### Source passage
+++

Digital Workplace - Visibility

How digital experience management and endpoint data can bridge the gap between what IT can see and what end users experience

This is the first in a three-part series focusing on the core tenets of managing digital employee experience. Also read “Part II: Make IT Proactive”  and “Part III: Continually Transform,” and discover even more by visiting our DEX landing page.


 

Organizations can’t always say for sure if they have a handle on what’s happening across their digital environments or the issues their employees face.

And eventually technology leadership, from CIOs down to IT admins, all find themselves wondering the same thing: What would our end users say about their digital employee experience?

Or rather, what aren’t they saying?

More often than not, IT teams don’t have the visibility they need and end users aren’t always upfront about issues they encounter. That disparity between what IT can see and what end users are experiencing can quickly lead to bigger problems down the line — especially when it comes to support, transformation projects, employee productivity, and even business outcomes (recruiting, retention, innovation, return on investments (ROI), growth, etc.).

So how is this visibility gap impacting organizations and digital employee experience (DEX)? And what can organizations do to bridge the divide between IT and end users?

Let’s take a closer look at IT visibility.

Knowing Is Half the Battle

Say a remote worker is having problems with a crashing app.

Seems harmless at first — just reopen the app, or maybe restart and try again.

The second or third time it happens is a little more annoying. The fourth and fifth instances are completely frustrating. And maybe after the sixth crash, when a lot of that day’s work has just up and disappeared, that remote worker begins to weigh their options:

  • Should I bother IT with this?
  • How much do I really need to use that app at all?
  • Maybe I can download something to fix it? Or find something new to use?

It’s because of cases like this that IT teams need the ability to look across complex digital environments in real time and through historical trends to see what problems are occurring and why. Because by the time this user alerts IT — if they decided to at all — their digital employee experience has already suffered; productivity has been lost dealing with crashes and downtime; and that issue could have snowballed into a much bigger problem that impacts others and requires more time, staff, and resources to solve.


Digital Employee Experience (DEX), also known as end-user experience (EUX), is the quality of users’ interactions with technology in their work environment.


 

But of course there’s much more going on across the digital environment than just an app crash.

+++

### Work task A
Answer these from the passage on IT visibility:
(i) What are the titles of the other two parts of the series?
(ii) What other name does the passage give for digital employee experience?
(iii) After which crash does the remote worker begin to weigh their options?
### Work task B
Write a continuation of the passage on IT visibility, picking up after its final sentence.

### Data
+++

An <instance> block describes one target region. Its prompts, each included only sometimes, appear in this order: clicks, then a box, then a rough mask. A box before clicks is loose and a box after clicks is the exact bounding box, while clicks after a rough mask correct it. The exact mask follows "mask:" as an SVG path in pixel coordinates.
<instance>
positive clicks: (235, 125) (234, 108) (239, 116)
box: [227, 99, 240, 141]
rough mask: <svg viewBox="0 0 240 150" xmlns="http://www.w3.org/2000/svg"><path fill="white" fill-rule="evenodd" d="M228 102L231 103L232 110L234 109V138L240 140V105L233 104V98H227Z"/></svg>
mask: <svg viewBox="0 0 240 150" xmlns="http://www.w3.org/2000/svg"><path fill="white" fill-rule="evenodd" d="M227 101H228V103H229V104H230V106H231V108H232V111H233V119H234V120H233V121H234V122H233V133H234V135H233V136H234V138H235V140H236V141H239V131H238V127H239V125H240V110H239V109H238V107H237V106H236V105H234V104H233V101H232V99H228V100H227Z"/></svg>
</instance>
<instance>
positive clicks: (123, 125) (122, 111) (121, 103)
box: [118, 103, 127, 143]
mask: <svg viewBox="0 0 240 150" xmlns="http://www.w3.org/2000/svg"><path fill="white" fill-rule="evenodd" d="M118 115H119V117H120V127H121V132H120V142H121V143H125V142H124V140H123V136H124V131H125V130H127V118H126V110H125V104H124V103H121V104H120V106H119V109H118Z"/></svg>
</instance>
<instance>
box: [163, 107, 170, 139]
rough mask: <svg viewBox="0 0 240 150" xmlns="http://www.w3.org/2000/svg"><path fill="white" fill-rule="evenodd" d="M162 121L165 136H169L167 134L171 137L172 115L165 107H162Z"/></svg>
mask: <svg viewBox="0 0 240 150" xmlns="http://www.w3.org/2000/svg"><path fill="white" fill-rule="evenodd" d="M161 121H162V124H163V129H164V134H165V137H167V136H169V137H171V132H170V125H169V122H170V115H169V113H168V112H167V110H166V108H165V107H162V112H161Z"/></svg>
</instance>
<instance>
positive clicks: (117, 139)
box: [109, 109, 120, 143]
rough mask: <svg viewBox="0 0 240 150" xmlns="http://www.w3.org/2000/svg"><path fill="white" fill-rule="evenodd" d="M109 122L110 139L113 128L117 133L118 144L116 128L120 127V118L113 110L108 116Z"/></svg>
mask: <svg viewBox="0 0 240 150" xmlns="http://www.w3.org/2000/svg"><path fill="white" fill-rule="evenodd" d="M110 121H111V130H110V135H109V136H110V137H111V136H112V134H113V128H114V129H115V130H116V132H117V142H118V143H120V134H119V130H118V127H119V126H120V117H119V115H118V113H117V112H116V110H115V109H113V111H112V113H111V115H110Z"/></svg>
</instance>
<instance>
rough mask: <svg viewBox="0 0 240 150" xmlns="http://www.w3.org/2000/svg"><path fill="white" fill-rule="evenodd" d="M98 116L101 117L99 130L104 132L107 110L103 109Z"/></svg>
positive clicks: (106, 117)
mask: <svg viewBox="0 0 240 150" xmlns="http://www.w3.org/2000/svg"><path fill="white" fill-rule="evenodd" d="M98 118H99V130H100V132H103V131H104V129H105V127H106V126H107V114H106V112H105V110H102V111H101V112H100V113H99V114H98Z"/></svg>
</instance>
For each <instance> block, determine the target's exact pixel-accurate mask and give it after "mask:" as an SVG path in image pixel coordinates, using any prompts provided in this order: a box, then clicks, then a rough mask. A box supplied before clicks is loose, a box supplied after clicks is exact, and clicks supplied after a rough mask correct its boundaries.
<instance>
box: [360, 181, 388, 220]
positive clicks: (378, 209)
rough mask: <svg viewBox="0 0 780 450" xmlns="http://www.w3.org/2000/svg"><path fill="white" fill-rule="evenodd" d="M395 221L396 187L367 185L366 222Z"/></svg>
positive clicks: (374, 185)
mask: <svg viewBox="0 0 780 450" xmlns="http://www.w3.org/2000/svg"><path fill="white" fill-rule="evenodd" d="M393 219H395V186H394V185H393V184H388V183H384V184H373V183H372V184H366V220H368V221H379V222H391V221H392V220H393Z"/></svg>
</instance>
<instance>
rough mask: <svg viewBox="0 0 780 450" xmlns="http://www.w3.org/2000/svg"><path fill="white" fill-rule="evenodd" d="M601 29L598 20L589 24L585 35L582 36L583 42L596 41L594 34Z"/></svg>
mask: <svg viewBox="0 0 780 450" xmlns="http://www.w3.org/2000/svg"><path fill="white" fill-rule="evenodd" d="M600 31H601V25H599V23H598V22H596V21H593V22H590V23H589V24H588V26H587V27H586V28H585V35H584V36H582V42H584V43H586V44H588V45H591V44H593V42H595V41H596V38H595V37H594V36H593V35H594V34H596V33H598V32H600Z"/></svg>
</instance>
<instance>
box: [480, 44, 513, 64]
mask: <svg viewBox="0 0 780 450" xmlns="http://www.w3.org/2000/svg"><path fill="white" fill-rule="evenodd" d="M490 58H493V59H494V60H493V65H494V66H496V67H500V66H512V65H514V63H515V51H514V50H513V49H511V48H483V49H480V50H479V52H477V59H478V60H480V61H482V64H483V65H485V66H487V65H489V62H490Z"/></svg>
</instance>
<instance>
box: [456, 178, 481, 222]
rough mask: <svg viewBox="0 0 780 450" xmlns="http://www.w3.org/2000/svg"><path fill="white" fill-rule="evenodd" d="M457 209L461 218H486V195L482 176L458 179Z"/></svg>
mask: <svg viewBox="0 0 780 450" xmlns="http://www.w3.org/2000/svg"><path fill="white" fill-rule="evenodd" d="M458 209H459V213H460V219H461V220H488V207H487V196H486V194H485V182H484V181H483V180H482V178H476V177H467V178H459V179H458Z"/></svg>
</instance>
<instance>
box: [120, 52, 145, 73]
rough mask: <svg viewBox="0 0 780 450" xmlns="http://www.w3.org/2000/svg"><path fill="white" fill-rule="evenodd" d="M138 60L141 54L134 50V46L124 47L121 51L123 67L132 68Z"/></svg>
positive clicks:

+++

### Reply A
(i) "Part II: Make IT Proactive" and "Part III: Continually Transform"
(ii) End-user experience (EUX)
(iii) The sixth crash

### Reply B
Knowing what’s happening, how it impacts users, and what can be done to solve issues is critical to the operation of any organization. And a better view of the digital infrastructure itself also helps IT track assets — devices, software, cloud services, licenses, etc. — for targeted refreshes, performance monitoring, software rationalization, and other transformation projects that can improve digital experiences as well as business growth.

Infographic of an iceberg showing what IT can see (tip of the iceberg) and what end users experience (iceberg below the surface).

Now comes the crucial question: How can IT get that kind of visibility, especially when it comes to digital employee experience?

The answer lies in digital experience management.

How Digital Experience Management Improves Visibility

Digital environments never stay the same for long. As technologies evolve, priorities shift, and bring-your-own-device (BYOD) culture expands, the IT estate will always change, grow, and become vastly more complex along with it.

Which makes keeping tabs on everything vastly more difficult, too. And although there are countless tools and solutions out there to help IT departments track bits and pieces of their IT estate, most fall short of providing the breadth and depth of detail needed to see clear across the digital landscape and into end-user experiences.

That’s why the key to a more holistic view of any computing environment starts by looking in the right place with the right kind of solution.

Digital experience management — a process of analyzing usage and performance data across devices, structures, and services to understand the quality of users’ digital experiences — is designed to focus on the most critical part of any digital infrastructure: The endpoint.

By deploying a lightweight agent to both physical and virtual devices, a DEM platform can continuously gather metrics — including device details and user behaviors — to uncover greater insights about digital environments.

Infographic titled "How DEM Works" with a left-to-right flow and showing icons for end-user endpoint, central collection, and IT administrator.

For Lakeside Software’s Digital Experience Cloud — a cloud-based platform powered by its DEM solution, SysTrack — this process involves securely capturing more than 10,000 metrics every 15 seconds from the edge, providing IT with both real-time data and historical context to understand:

  • Hardware and app performance
  • Latency
  • CPU, memory, or storage usage
  • Network connectivity
  • App or system faults
  • Slow startups

Any one of these data points alone helps fill in blind spots across the IT estate. But all that combined data, coupled with end-user feedback and sentiment information, gives IT a more complete view of what users are experiencing and all the factors that impact those digital experiences.

All that data, which Lakeside collects across more than a 100 classes of objects, also reveals one of the most important metrics in IT: The end-user experience score.

Infographic titled "What's an EUX score?" shows how an EUX score translates to productivity impact.

An EUX score lets IT know at a glance the overall state of an organization’s digital environment and the impact is has on productivity. It can also greatly influence day-to-day operations and even prompt proactive IT support, as well as become a powerful key performance indicator (KPI) in IT initiatives, transformation projects, and business strategies.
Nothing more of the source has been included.